- **Job item**
Quote the material below word for word, leaving out the pictures.

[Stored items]
---
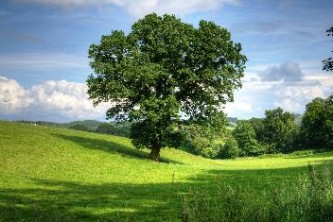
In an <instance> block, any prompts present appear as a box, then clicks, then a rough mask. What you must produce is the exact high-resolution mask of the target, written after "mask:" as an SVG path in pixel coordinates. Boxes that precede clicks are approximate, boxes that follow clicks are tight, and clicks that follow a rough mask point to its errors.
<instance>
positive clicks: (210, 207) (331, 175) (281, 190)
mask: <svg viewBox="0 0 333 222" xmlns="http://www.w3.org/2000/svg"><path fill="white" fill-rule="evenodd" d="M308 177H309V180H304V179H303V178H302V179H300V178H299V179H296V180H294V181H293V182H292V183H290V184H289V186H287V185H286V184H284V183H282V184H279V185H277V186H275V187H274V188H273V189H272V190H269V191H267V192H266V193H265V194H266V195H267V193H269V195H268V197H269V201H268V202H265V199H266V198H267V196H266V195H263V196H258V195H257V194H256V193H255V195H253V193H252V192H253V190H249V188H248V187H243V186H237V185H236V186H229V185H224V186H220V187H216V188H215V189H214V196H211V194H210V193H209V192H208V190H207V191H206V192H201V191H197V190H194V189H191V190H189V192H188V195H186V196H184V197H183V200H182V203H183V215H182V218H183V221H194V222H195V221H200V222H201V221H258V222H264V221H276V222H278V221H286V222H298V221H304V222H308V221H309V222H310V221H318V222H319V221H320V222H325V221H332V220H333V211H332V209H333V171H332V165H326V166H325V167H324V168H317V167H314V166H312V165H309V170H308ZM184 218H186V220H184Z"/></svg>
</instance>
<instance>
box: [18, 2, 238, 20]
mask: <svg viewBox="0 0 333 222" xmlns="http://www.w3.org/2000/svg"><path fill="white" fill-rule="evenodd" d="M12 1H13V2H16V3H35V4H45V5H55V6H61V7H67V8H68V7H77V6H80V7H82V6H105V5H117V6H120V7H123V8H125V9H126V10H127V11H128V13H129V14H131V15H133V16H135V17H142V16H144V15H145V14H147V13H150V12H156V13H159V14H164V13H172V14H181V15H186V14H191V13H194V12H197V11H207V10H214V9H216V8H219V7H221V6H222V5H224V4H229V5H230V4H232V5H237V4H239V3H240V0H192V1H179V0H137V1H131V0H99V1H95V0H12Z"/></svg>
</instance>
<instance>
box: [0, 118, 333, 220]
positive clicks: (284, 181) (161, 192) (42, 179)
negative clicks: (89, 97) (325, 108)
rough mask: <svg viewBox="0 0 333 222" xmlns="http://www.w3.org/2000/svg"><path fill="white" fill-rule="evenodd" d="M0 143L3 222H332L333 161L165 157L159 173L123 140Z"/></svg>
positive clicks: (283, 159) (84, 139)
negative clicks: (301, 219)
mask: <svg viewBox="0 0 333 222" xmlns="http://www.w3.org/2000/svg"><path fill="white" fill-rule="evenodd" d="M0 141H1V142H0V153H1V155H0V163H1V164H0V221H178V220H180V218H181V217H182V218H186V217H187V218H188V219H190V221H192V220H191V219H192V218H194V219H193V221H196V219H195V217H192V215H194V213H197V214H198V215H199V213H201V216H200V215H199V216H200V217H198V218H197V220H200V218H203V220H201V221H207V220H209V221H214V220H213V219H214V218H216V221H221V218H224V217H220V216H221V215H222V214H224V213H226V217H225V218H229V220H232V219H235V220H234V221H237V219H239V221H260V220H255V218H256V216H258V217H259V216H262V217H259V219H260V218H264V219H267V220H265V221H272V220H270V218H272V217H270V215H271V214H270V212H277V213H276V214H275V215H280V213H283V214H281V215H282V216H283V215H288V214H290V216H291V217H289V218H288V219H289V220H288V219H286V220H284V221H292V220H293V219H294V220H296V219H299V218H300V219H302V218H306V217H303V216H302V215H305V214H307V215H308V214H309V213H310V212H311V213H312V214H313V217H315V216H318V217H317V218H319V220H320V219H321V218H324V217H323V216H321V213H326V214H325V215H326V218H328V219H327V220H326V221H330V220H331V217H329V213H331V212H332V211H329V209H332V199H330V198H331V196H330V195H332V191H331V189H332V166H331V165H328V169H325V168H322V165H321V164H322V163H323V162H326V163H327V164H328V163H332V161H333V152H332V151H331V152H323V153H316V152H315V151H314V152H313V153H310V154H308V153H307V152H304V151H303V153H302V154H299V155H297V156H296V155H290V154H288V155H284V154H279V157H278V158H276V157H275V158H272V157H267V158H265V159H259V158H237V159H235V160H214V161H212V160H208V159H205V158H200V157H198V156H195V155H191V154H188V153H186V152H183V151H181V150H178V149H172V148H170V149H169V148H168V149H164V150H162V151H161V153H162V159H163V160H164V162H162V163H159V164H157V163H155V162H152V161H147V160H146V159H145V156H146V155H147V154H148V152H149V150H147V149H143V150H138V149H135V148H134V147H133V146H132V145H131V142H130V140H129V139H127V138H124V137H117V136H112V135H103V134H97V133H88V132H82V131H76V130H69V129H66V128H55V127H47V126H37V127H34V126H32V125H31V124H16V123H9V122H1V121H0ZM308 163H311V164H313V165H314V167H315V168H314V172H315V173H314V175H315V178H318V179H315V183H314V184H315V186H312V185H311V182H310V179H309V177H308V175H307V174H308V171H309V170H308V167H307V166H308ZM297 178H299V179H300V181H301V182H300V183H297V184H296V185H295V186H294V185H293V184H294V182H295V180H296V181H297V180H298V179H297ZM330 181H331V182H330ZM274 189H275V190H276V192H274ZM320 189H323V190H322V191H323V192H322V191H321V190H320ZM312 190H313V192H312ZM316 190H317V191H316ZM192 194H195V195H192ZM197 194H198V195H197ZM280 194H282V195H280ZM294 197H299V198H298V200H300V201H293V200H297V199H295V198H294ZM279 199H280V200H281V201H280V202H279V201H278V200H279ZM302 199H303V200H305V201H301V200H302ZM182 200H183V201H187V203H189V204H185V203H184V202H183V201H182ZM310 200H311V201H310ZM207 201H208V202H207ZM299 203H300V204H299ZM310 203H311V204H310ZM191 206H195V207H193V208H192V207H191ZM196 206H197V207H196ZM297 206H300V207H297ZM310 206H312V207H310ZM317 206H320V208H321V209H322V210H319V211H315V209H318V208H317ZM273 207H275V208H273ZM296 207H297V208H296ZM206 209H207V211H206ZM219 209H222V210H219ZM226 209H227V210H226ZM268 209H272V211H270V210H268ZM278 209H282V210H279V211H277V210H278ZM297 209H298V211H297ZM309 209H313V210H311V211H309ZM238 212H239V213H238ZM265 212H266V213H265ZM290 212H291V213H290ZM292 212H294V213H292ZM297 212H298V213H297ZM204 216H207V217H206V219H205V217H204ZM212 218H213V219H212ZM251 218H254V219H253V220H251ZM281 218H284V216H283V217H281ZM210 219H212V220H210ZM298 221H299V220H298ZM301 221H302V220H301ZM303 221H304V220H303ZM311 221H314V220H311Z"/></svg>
---
- **Completed exercise**
In an <instance> block, any prompts present appear as a box, then clicks, then a rough mask. What you must produce is the exact high-resolution mask of the target, written after "mask:" as an SVG path in pixel coordinates. Boxes that precede clicks are approximate, boxes that follow clicks are tight, and clicks that follow a rough mask point to its errors.
<instance>
positive clicks: (210, 207) (331, 175) (281, 190)
mask: <svg viewBox="0 0 333 222" xmlns="http://www.w3.org/2000/svg"><path fill="white" fill-rule="evenodd" d="M308 177H309V180H304V179H303V178H302V179H300V178H299V179H296V180H294V181H293V182H292V183H290V184H289V186H287V185H286V184H284V183H282V184H279V185H277V186H275V187H274V188H273V189H272V190H269V191H267V192H266V193H265V194H266V195H267V193H269V195H268V197H269V201H268V202H265V199H266V198H267V196H266V195H263V196H258V195H257V194H256V193H255V195H253V193H252V192H253V190H249V188H248V187H243V186H237V185H236V186H229V185H224V186H220V187H216V188H215V189H214V196H211V194H210V193H209V192H208V190H207V191H206V192H201V191H197V190H194V189H191V190H189V192H188V195H186V196H184V197H183V200H182V203H183V215H182V218H183V221H194V222H195V221H200V222H201V221H258V222H264V221H276V222H278V221H286V222H298V221H304V222H308V221H309V222H310V221H318V222H319V221H320V222H325V221H332V220H333V211H332V209H333V171H332V165H326V166H325V167H324V168H317V167H314V166H312V165H309V170H308ZM184 218H186V220H184Z"/></svg>
</instance>
<instance>
box: [18, 2, 238, 20]
mask: <svg viewBox="0 0 333 222" xmlns="http://www.w3.org/2000/svg"><path fill="white" fill-rule="evenodd" d="M12 1H13V2H16V3H35V4H45V5H55V6H61V7H67V8H68V7H77V6H80V7H82V6H105V5H117V6H120V7H123V8H125V9H126V10H127V11H128V13H129V14H131V15H133V16H135V17H142V16H144V15H145V14H147V13H150V12H156V13H159V14H164V13H172V14H181V15H186V14H191V13H194V12H197V11H207V10H214V9H216V8H219V7H221V6H222V5H224V4H229V5H230V4H232V5H237V4H239V3H240V0H192V1H179V0H137V1H131V0H99V1H95V0H12Z"/></svg>
</instance>
<instance>
box: [0, 118, 333, 220]
positive clicks: (284, 181) (161, 192) (42, 179)
negative clicks: (89, 97) (325, 108)
rough mask: <svg viewBox="0 0 333 222" xmlns="http://www.w3.org/2000/svg"><path fill="white" fill-rule="evenodd" d="M0 143L3 222H332L333 161L165 157L159 173L123 140Z"/></svg>
positive clicks: (283, 159) (84, 139)
negative clicks: (301, 219)
mask: <svg viewBox="0 0 333 222" xmlns="http://www.w3.org/2000/svg"><path fill="white" fill-rule="evenodd" d="M0 141H1V142H0V153H1V155H0V163H1V164H0V221H178V220H180V218H181V217H182V218H186V217H187V218H188V219H190V221H192V220H191V219H192V218H194V219H193V221H196V219H195V217H192V215H194V213H197V214H198V215H199V213H201V216H200V215H199V216H200V217H198V218H197V220H200V218H203V220H201V221H207V220H209V221H214V220H213V219H214V218H216V221H221V218H224V217H220V216H221V215H222V214H224V213H226V217H225V218H229V220H232V219H235V220H234V221H237V219H239V221H260V220H255V218H256V216H258V217H259V216H262V217H259V219H260V218H264V219H267V220H265V221H272V220H270V218H272V217H270V215H271V214H270V212H277V213H276V214H275V215H280V213H283V214H281V215H282V216H283V215H288V214H290V216H291V217H289V218H288V219H289V220H288V219H286V220H284V221H292V220H293V219H294V220H296V219H299V218H300V219H302V218H306V217H303V216H302V215H305V214H307V215H308V214H309V213H310V212H311V213H312V214H313V217H315V216H318V217H317V218H319V220H320V219H321V218H324V217H323V216H321V213H326V214H325V215H326V218H328V219H327V220H326V221H330V220H331V217H329V213H331V212H332V211H329V209H332V199H330V198H331V196H330V195H332V191H331V189H332V166H331V165H328V169H325V168H322V165H321V164H322V163H323V162H326V163H327V164H328V163H332V161H333V152H332V151H331V152H323V153H316V152H315V151H314V152H313V153H310V154H308V153H307V152H304V151H303V153H302V154H299V155H297V156H296V155H290V154H288V155H284V154H279V157H278V158H276V157H275V158H272V157H267V158H265V159H259V158H237V159H235V160H214V161H212V160H208V159H205V158H200V157H198V156H195V155H191V154H188V153H186V152H183V151H181V150H178V149H172V148H170V149H169V148H168V149H164V150H162V151H161V153H162V159H163V160H164V162H162V163H159V164H157V163H155V162H152V161H147V160H146V159H145V156H146V155H147V154H148V152H149V150H147V149H143V150H138V149H135V148H134V147H133V146H132V145H131V142H130V140H129V139H127V138H124V137H117V136H112V135H103V134H97V133H88V132H82V131H76V130H69V129H66V128H55V127H47V126H37V127H34V126H32V125H31V124H16V123H9V122H1V121H0ZM308 163H311V164H313V165H314V167H315V168H314V172H315V173H314V175H315V178H318V179H315V183H314V184H315V186H312V185H311V182H310V179H309V177H308V175H307V174H308V171H309V170H308V167H307V166H308ZM297 178H299V179H300V181H301V182H300V183H297V184H296V185H295V186H294V185H293V184H294V182H295V180H296V181H297V180H298V179H297ZM330 181H331V182H330ZM274 189H275V190H276V192H274ZM320 189H323V190H322V191H323V192H322V191H321V190H320ZM312 190H313V192H312ZM316 190H317V191H316ZM192 194H195V195H192ZM197 194H198V195H197ZM280 194H282V195H280ZM294 197H299V198H298V200H300V201H293V200H297V199H295V198H294ZM279 199H280V200H281V201H280V202H279V201H278V200H279ZM302 199H303V200H305V201H301V200H302ZM182 200H183V201H187V203H189V204H185V203H184V202H183V201H182ZM310 200H311V201H310ZM207 201H208V202H207ZM299 203H300V204H299ZM310 203H311V204H310ZM191 206H195V207H193V208H192V207H191ZM196 206H197V207H196ZM297 206H300V207H297ZM310 206H312V207H310ZM317 206H320V208H321V209H322V210H319V211H315V209H318V208H317ZM273 207H275V208H273ZM296 207H297V208H296ZM206 209H207V211H206ZM219 209H222V210H219ZM226 209H227V210H226ZM268 209H272V211H270V210H268ZM278 209H282V210H279V211H277V210H278ZM297 209H298V211H297ZM309 209H313V210H311V211H309ZM238 212H239V213H238ZM265 212H266V213H265ZM290 212H291V213H290ZM292 212H294V213H292ZM297 212H298V213H297ZM204 216H207V217H206V219H205V217H204ZM212 218H213V219H212ZM251 218H254V219H253V220H251ZM281 218H284V216H283V217H281ZM210 219H212V220H210ZM298 221H299V220H298ZM301 221H302V220H301ZM303 221H304V220H303ZM311 221H314V220H311Z"/></svg>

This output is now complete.